***** GIVEN RECORDS

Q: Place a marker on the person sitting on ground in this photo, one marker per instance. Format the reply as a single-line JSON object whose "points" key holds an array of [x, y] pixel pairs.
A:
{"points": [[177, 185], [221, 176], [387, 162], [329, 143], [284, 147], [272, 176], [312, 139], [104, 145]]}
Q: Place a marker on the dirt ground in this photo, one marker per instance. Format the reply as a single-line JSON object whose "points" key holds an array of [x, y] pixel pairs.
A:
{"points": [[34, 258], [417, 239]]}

**********

Write out every line of the listing above again, requests included and unchanged. In the answers, scale each x and y coordinate by 1.2 and round it to a whole number, with halves rounded up.

RESULT FOR THIS TASK
Q: Place a marker on the person sitting on ground in this photo, one marker per instance. Format the reply as a single-line JSON object whose "points" key holds an array of [x, y] pixel pairs.
A:
{"points": [[212, 222], [265, 211], [464, 194], [395, 172], [341, 176], [326, 211], [374, 167], [125, 174]]}
Q: Place a marker on the dirt ground in this photo, one marker per instance. Format the reply as a single-line JSON object whose "points" key holds an array of [x, y] pixel pairs.
A:
{"points": [[41, 310], [500, 287]]}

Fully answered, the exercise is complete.